-------- Provided data --------

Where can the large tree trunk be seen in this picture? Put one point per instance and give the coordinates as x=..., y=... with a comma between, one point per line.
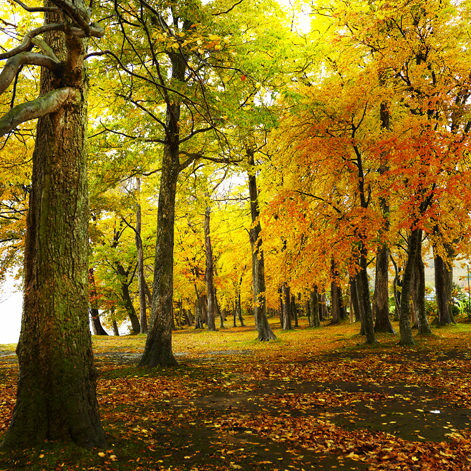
x=158, y=349
x=209, y=274
x=286, y=308
x=56, y=397
x=381, y=295
x=140, y=262
x=265, y=332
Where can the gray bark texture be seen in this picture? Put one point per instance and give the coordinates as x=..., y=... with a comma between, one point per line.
x=56, y=398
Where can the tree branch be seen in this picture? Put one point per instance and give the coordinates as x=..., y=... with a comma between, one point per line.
x=27, y=43
x=14, y=64
x=43, y=105
x=34, y=9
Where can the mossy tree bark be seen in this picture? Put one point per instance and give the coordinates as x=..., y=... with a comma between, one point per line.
x=56, y=397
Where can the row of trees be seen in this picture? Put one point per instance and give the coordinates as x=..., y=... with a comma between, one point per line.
x=235, y=158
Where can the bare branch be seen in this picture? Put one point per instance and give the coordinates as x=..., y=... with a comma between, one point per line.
x=27, y=43
x=43, y=105
x=34, y=9
x=14, y=64
x=78, y=15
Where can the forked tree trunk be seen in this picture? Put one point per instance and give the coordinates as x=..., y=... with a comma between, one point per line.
x=140, y=262
x=56, y=397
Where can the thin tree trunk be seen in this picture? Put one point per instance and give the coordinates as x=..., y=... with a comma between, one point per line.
x=314, y=306
x=209, y=274
x=443, y=284
x=423, y=324
x=354, y=298
x=413, y=246
x=265, y=332
x=127, y=300
x=94, y=312
x=364, y=298
x=286, y=307
x=56, y=398
x=381, y=296
x=140, y=262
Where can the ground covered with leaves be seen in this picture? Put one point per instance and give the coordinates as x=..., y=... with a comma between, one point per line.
x=313, y=399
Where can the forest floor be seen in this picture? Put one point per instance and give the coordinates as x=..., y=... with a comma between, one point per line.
x=313, y=399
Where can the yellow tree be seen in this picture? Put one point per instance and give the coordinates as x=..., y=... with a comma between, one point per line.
x=56, y=397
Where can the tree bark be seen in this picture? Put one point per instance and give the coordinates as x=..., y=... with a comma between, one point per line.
x=97, y=328
x=56, y=398
x=423, y=324
x=209, y=273
x=413, y=246
x=286, y=325
x=443, y=285
x=314, y=307
x=158, y=349
x=364, y=298
x=140, y=262
x=265, y=332
x=127, y=300
x=381, y=295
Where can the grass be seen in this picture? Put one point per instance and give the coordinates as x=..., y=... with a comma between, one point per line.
x=313, y=399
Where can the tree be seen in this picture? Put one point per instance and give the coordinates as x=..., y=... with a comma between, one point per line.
x=56, y=397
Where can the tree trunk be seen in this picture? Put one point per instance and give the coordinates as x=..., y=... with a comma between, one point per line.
x=286, y=325
x=423, y=324
x=115, y=328
x=140, y=262
x=443, y=285
x=314, y=306
x=413, y=247
x=294, y=311
x=265, y=332
x=97, y=328
x=158, y=349
x=364, y=298
x=381, y=295
x=127, y=300
x=209, y=274
x=354, y=299
x=337, y=310
x=56, y=397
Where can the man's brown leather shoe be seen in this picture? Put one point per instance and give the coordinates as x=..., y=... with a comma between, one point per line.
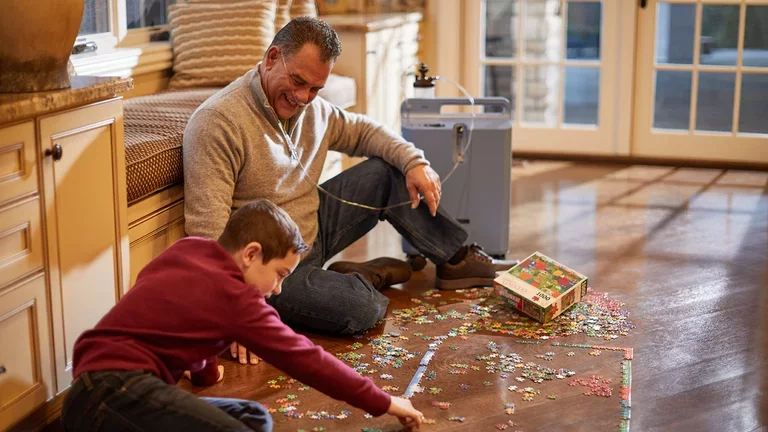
x=380, y=272
x=476, y=269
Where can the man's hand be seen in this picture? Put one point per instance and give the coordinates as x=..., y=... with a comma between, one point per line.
x=241, y=354
x=423, y=179
x=405, y=412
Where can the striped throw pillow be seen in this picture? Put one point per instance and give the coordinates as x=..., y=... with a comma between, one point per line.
x=215, y=43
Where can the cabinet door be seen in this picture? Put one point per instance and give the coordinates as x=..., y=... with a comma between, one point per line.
x=85, y=212
x=25, y=357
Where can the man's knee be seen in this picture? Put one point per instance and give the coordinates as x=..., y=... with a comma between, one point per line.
x=364, y=310
x=378, y=168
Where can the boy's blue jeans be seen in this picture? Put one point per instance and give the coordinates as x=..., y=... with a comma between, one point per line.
x=134, y=401
x=331, y=302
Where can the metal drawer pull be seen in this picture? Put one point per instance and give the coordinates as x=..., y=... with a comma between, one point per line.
x=57, y=152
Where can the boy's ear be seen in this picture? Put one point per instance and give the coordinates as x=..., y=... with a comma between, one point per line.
x=252, y=252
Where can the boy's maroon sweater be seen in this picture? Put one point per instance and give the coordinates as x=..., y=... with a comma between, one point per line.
x=187, y=306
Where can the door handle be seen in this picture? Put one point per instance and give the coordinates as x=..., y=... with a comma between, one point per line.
x=57, y=152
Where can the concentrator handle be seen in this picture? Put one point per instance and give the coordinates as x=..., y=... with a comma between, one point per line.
x=435, y=105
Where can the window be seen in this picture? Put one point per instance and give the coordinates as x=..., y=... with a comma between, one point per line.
x=146, y=13
x=95, y=18
x=114, y=23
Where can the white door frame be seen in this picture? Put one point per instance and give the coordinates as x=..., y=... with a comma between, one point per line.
x=612, y=137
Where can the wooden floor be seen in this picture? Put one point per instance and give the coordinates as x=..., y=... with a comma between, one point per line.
x=685, y=249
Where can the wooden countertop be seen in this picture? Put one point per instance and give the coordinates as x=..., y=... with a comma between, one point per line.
x=84, y=90
x=370, y=22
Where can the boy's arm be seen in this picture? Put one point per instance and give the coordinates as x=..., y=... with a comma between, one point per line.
x=262, y=332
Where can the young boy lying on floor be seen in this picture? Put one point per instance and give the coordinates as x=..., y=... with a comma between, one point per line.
x=186, y=307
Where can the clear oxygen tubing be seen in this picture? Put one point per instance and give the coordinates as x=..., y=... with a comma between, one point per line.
x=459, y=158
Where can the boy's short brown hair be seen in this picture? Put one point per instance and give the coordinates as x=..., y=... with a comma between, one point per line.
x=263, y=222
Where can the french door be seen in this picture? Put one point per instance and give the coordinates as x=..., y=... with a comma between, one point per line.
x=702, y=80
x=559, y=62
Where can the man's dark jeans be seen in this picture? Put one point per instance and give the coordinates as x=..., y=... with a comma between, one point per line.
x=331, y=302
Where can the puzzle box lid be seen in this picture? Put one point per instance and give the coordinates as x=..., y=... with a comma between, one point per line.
x=540, y=279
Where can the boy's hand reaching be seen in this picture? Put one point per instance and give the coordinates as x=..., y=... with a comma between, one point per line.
x=405, y=412
x=241, y=354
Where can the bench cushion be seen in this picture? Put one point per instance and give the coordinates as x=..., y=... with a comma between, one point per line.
x=154, y=128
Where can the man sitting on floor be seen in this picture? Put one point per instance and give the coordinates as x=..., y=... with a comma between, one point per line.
x=266, y=135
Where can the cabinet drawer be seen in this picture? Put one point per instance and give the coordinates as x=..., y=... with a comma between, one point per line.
x=18, y=170
x=26, y=376
x=151, y=236
x=21, y=245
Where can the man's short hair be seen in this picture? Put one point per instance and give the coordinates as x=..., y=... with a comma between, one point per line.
x=264, y=222
x=304, y=30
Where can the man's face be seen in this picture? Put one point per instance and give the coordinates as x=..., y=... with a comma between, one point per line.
x=291, y=82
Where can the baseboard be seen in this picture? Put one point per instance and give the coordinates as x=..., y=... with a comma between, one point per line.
x=44, y=415
x=642, y=161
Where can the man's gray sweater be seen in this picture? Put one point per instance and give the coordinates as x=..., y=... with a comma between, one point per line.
x=235, y=151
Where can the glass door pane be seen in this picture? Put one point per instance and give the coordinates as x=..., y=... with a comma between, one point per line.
x=702, y=93
x=551, y=59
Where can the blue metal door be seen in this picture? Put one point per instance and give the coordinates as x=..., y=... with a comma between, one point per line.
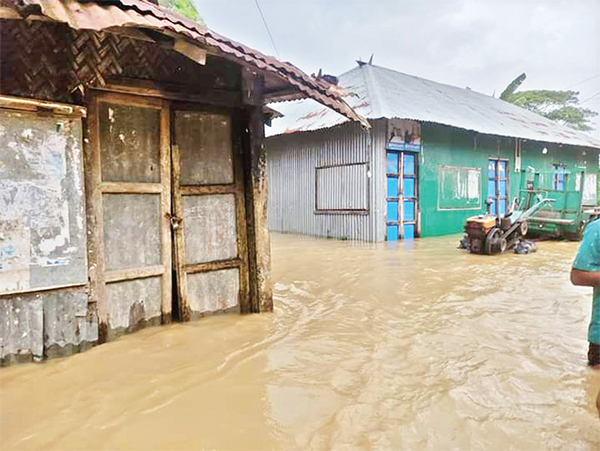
x=498, y=186
x=402, y=196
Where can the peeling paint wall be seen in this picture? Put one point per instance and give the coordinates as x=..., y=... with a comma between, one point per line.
x=42, y=217
x=42, y=238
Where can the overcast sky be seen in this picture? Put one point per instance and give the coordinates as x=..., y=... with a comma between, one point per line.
x=482, y=44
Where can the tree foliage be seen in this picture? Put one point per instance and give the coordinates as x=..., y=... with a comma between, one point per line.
x=560, y=106
x=184, y=7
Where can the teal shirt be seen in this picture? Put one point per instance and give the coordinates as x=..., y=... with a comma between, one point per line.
x=588, y=259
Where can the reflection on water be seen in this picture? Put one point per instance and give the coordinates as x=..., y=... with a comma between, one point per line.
x=412, y=346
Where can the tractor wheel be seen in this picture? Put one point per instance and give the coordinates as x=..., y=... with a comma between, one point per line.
x=491, y=240
x=524, y=228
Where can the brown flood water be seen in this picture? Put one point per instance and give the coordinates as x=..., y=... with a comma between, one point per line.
x=418, y=347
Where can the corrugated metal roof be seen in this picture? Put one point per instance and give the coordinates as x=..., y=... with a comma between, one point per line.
x=376, y=92
x=102, y=15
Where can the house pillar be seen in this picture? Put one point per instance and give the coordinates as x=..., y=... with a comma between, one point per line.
x=259, y=245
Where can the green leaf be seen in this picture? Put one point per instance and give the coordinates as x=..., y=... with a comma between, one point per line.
x=183, y=7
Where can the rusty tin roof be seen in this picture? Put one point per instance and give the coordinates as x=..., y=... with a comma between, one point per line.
x=376, y=92
x=109, y=14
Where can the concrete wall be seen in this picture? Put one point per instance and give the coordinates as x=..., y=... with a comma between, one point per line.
x=42, y=238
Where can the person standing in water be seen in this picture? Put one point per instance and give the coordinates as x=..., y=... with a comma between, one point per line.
x=586, y=272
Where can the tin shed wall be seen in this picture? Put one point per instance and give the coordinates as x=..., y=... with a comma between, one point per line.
x=293, y=162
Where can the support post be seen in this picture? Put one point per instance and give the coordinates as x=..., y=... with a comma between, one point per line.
x=255, y=162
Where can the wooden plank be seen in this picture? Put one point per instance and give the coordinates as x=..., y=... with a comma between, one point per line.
x=45, y=289
x=213, y=266
x=134, y=273
x=208, y=189
x=95, y=221
x=170, y=91
x=256, y=197
x=192, y=51
x=133, y=187
x=165, y=212
x=131, y=98
x=20, y=103
x=240, y=205
x=180, y=261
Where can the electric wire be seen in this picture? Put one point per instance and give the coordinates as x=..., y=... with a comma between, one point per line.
x=267, y=27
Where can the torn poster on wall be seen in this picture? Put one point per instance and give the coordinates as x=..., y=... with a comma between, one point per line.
x=404, y=135
x=42, y=217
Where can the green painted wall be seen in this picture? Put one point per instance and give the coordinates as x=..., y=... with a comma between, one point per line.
x=450, y=147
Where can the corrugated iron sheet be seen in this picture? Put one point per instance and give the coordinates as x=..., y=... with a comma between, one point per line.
x=376, y=92
x=103, y=15
x=292, y=182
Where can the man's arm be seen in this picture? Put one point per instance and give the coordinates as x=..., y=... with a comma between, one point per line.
x=585, y=278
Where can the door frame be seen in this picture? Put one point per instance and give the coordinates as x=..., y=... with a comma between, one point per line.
x=236, y=188
x=497, y=180
x=96, y=188
x=400, y=198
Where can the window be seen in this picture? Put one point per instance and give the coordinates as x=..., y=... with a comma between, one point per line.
x=459, y=188
x=342, y=188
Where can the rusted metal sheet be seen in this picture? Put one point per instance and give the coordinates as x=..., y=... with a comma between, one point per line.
x=130, y=139
x=204, y=140
x=342, y=188
x=376, y=92
x=210, y=228
x=131, y=230
x=136, y=13
x=213, y=291
x=133, y=304
x=42, y=219
x=292, y=163
x=21, y=328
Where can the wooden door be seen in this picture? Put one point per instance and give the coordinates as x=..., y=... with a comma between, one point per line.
x=129, y=204
x=211, y=257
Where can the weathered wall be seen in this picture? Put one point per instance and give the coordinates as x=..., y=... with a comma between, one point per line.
x=292, y=163
x=446, y=146
x=53, y=62
x=42, y=237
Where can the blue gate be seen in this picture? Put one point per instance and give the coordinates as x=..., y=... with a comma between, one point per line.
x=498, y=186
x=402, y=196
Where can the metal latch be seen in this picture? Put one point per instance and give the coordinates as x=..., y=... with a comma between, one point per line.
x=175, y=221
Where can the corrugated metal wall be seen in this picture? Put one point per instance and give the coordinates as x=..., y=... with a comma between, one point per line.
x=343, y=187
x=293, y=160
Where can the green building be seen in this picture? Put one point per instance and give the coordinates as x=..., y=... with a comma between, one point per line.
x=434, y=156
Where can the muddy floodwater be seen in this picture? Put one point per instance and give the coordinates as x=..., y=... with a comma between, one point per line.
x=409, y=346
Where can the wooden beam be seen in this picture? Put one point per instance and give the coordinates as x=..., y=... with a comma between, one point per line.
x=192, y=51
x=131, y=188
x=94, y=216
x=238, y=122
x=165, y=213
x=208, y=189
x=259, y=246
x=212, y=266
x=135, y=273
x=170, y=91
x=69, y=286
x=20, y=103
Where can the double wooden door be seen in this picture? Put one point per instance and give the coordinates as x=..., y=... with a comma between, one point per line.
x=165, y=211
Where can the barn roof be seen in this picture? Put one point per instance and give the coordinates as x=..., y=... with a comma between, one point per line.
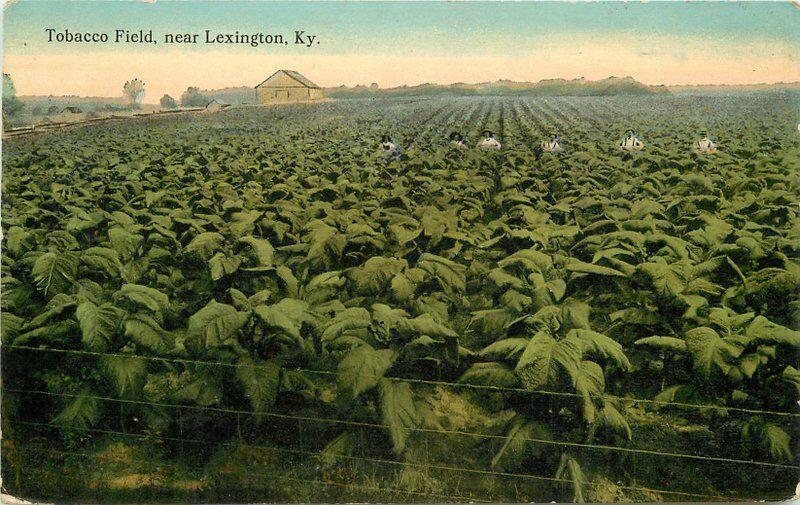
x=294, y=75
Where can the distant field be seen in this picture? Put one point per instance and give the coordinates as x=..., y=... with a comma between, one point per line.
x=254, y=305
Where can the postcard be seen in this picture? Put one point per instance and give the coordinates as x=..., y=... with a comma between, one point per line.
x=374, y=251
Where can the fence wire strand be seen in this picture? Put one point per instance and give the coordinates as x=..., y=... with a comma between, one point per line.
x=699, y=406
x=384, y=461
x=560, y=443
x=329, y=483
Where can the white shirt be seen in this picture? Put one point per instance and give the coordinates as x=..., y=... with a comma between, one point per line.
x=489, y=143
x=631, y=144
x=390, y=149
x=706, y=145
x=552, y=145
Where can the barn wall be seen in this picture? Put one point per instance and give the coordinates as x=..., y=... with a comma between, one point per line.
x=281, y=81
x=275, y=94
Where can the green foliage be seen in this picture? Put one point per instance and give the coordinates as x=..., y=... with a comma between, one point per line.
x=318, y=274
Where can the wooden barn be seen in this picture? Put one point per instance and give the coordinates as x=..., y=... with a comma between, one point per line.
x=287, y=86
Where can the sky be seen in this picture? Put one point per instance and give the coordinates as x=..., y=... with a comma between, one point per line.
x=396, y=43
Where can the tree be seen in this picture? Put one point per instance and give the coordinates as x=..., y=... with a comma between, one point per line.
x=193, y=98
x=134, y=92
x=167, y=102
x=11, y=104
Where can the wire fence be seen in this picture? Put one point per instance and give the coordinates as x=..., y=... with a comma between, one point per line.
x=387, y=462
x=279, y=477
x=421, y=381
x=366, y=424
x=415, y=429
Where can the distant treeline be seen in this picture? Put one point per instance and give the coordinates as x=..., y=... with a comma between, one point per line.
x=561, y=87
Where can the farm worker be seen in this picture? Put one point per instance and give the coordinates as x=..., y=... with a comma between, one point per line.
x=457, y=140
x=553, y=144
x=706, y=145
x=631, y=142
x=489, y=141
x=388, y=148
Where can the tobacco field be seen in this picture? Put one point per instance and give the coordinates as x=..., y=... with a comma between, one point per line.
x=254, y=305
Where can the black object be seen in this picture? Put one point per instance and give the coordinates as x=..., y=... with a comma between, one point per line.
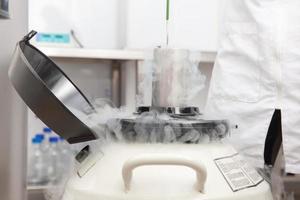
x=49, y=93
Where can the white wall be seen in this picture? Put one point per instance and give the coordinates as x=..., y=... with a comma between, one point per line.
x=12, y=115
x=95, y=22
x=130, y=23
x=193, y=24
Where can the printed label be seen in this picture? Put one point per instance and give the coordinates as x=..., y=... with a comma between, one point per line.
x=238, y=173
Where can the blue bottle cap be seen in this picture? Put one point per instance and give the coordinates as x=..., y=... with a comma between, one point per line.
x=53, y=139
x=47, y=130
x=40, y=136
x=36, y=140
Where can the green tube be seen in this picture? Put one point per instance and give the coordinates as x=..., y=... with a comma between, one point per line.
x=168, y=10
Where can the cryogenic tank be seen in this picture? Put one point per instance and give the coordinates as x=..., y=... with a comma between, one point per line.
x=175, y=154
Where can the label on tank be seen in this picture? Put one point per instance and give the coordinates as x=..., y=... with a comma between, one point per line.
x=237, y=172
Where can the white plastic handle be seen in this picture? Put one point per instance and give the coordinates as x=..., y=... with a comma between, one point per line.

--------

→ **What is needed**: Can you format the lines as a numbered list, beginning at the line that contains "Where can the green foliage" and stopping after the line that contains "x=36, y=140"? Skip blank lines and leave the pictures out.

→ **Response for this exercise**:
1. Where can the green foliage be seen in this picture? Put one point per instance and give the coordinates as x=..., y=... with a comma between, one point per line.
2. x=318, y=274
3. Where can the wooden barn be seen in this picture? Put one point per instance and give the coordinates as x=..., y=... with a comma between, one point per line.
4. x=287, y=86
5. Where can the sky be seen in this picture? Put one point per instance and give the coordinates as x=..., y=... with a comma between, one point per line.
6. x=396, y=43
7. Where can the tree be seen in this picture? Put one point per instance and give the coordinates as x=..., y=... with a comma between, one point per line.
8. x=193, y=98
9. x=134, y=92
10. x=167, y=102
11. x=11, y=104
12. Where can the wire fence be seen in this picture? Put one point per instance and give the coordinates as x=..., y=... with a comma between, one point per line.
13. x=387, y=462
14. x=279, y=477
15. x=421, y=381
16. x=366, y=424
17. x=415, y=429
18. Where can the distant treeline be seen in this picture? Put one point per instance and give the coordinates as x=..., y=... with a comma between, one point per line.
19. x=561, y=87
20. Where can the farm worker be seen in this picture? Put one point per instance and give the coordinates as x=..., y=... with a comma between, one point per line.
21. x=457, y=140
22. x=553, y=144
23. x=706, y=145
24. x=631, y=142
25. x=489, y=141
26. x=388, y=148
27. Where can the tobacco field be seen in this picture? Put one point per instance and give the coordinates as x=..., y=... with a comma between, one point per line.
28. x=254, y=305
29. Where can the black object be seen in this picture? Put one point per instance and give the coordinates as x=..., y=... with a comma between, one point per line.
30. x=49, y=93
31. Where can the white wall be seen in this picture? Put one point per instance and give the coordinates as x=..., y=... with a comma between, one point per line.
32. x=12, y=115
33. x=95, y=22
34. x=130, y=23
35. x=193, y=24
36. Where can the printed label be seen in this picture? Put one point per instance and give the coordinates as x=..., y=... with a comma between, one point per line.
37. x=238, y=173
38. Where can the blue bottle cap be seen in this picture? Put one point per instance and give the coordinates as x=..., y=... with a comma between, one point per line.
39. x=53, y=139
40. x=47, y=130
41. x=40, y=136
42. x=36, y=140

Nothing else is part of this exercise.